* **YOUR TASK**
Render the records below as a Markdown table with the columns Number and Content, giving each non-blank line its own row, numbered in order. Omit the pictures.

* **EXTRACTED DATA**
══════════

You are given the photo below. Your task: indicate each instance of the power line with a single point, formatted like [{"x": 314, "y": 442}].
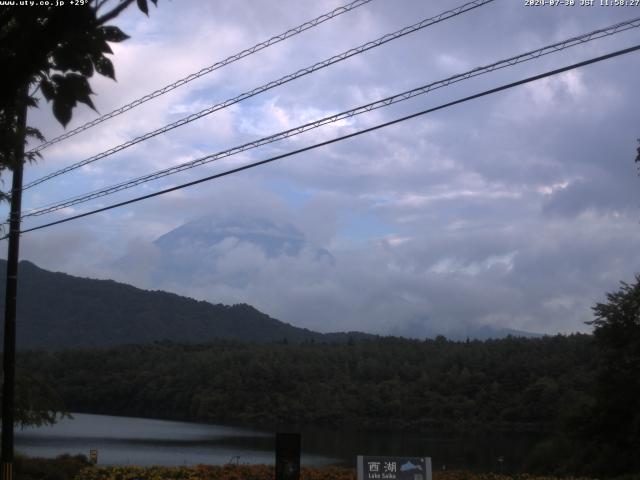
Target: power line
[
  {"x": 533, "y": 54},
  {"x": 268, "y": 86},
  {"x": 343, "y": 137},
  {"x": 223, "y": 63}
]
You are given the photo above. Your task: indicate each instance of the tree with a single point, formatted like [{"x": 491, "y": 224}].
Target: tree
[
  {"x": 614, "y": 426},
  {"x": 54, "y": 50}
]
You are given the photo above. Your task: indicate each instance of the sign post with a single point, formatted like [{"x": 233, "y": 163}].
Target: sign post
[{"x": 394, "y": 468}]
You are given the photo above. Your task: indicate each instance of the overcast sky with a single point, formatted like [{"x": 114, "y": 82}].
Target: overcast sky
[{"x": 517, "y": 210}]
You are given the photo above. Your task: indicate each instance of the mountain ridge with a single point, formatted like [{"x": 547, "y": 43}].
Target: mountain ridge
[
  {"x": 57, "y": 310},
  {"x": 100, "y": 313}
]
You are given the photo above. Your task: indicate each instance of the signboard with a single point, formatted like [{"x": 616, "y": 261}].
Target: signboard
[
  {"x": 288, "y": 456},
  {"x": 394, "y": 468}
]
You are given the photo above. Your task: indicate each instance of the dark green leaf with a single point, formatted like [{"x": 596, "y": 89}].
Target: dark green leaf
[
  {"x": 142, "y": 5},
  {"x": 105, "y": 67},
  {"x": 35, "y": 133},
  {"x": 113, "y": 34}
]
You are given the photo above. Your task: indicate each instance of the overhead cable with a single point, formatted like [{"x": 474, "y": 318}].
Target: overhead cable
[
  {"x": 340, "y": 138},
  {"x": 523, "y": 57},
  {"x": 268, "y": 86},
  {"x": 222, "y": 63}
]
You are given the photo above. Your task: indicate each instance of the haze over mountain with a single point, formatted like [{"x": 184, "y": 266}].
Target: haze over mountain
[{"x": 56, "y": 310}]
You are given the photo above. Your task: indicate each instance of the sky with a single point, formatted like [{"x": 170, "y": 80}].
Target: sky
[{"x": 517, "y": 210}]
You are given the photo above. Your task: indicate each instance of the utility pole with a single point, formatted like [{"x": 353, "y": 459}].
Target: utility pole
[{"x": 11, "y": 293}]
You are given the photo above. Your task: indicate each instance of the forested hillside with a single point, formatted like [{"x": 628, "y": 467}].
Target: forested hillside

══════════

* **RESULT OF THE TASK**
| Number | Content |
|---|---|
| 1 | You are given the photo below. Your task: indicate each instance of the power line with a single point, formatted like [{"x": 314, "y": 442}]. |
| 2 | Target: power line |
| 3 | [ |
| 4 |   {"x": 533, "y": 54}, |
| 5 |   {"x": 268, "y": 86}, |
| 6 |   {"x": 343, "y": 137}, |
| 7 |   {"x": 223, "y": 63} |
| 8 | ] |
| 9 | You are given the photo above. Your task: indicate each instance of the tree with a single point, formatted like [{"x": 491, "y": 224}]. |
| 10 | Target: tree |
| 11 | [ |
| 12 |   {"x": 614, "y": 426}, |
| 13 |   {"x": 54, "y": 50} |
| 14 | ] |
| 15 | You are given the photo above. Your task: indicate each instance of the sign post with a single point, formatted like [{"x": 233, "y": 163}]. |
| 16 | Target: sign post |
| 17 | [{"x": 394, "y": 468}] |
| 18 | You are given the photo above. Your task: indicate each instance of the overcast sky with a single point, formatted like [{"x": 114, "y": 82}]. |
| 19 | Target: overcast sky |
| 20 | [{"x": 517, "y": 210}] |
| 21 | You are given the photo above. Your task: indicate each instance of the mountain ridge with a single point, formatted like [{"x": 547, "y": 43}]. |
| 22 | Target: mountain ridge |
| 23 | [ |
| 24 |   {"x": 57, "y": 310}, |
| 25 |   {"x": 100, "y": 313} |
| 26 | ] |
| 27 | You are given the photo above. Your task: indicate each instance of the signboard with a single point, formatted like [{"x": 616, "y": 261}]. |
| 28 | Target: signboard |
| 29 | [ |
| 30 |   {"x": 288, "y": 456}, |
| 31 |   {"x": 394, "y": 468} |
| 32 | ] |
| 33 | You are given the photo above. Your task: indicate each instance of the dark green leaf with a single point, formatted like [{"x": 596, "y": 89}]. |
| 34 | Target: dark green leaf |
| 35 | [ |
| 36 |   {"x": 142, "y": 5}, |
| 37 |   {"x": 105, "y": 67}, |
| 38 |   {"x": 35, "y": 133}, |
| 39 |   {"x": 113, "y": 34} |
| 40 | ] |
| 41 | You are given the photo above. Your task: indicate each instance of the overhead cable with a single point, formatted like [{"x": 474, "y": 318}]. |
| 42 | Target: overhead cable |
| 43 | [ |
| 44 |   {"x": 340, "y": 138}, |
| 45 |   {"x": 523, "y": 57}, |
| 46 |   {"x": 268, "y": 86}, |
| 47 |   {"x": 222, "y": 63} |
| 48 | ] |
| 49 | You are given the photo above. Your task: indicate each instance of the haze over mountain with a single point, formatted like [{"x": 184, "y": 266}]. |
| 50 | Target: haze over mountain |
| 51 | [{"x": 56, "y": 310}] |
| 52 | You are given the photo above. Your task: indicate each instance of the sky with a single point, formatted like [{"x": 170, "y": 80}]. |
| 53 | Target: sky |
| 54 | [{"x": 517, "y": 210}] |
| 55 | You are given the photo above. Your task: indicate each instance of the utility pole with a single point, formatted like [{"x": 353, "y": 459}]. |
| 56 | Target: utility pole |
| 57 | [{"x": 11, "y": 293}] |
| 58 | You are given the photo above. Your task: indicate each instance of the forested hillside with a single point, formatted like [{"x": 628, "y": 467}]. |
| 59 | Target: forested hillside |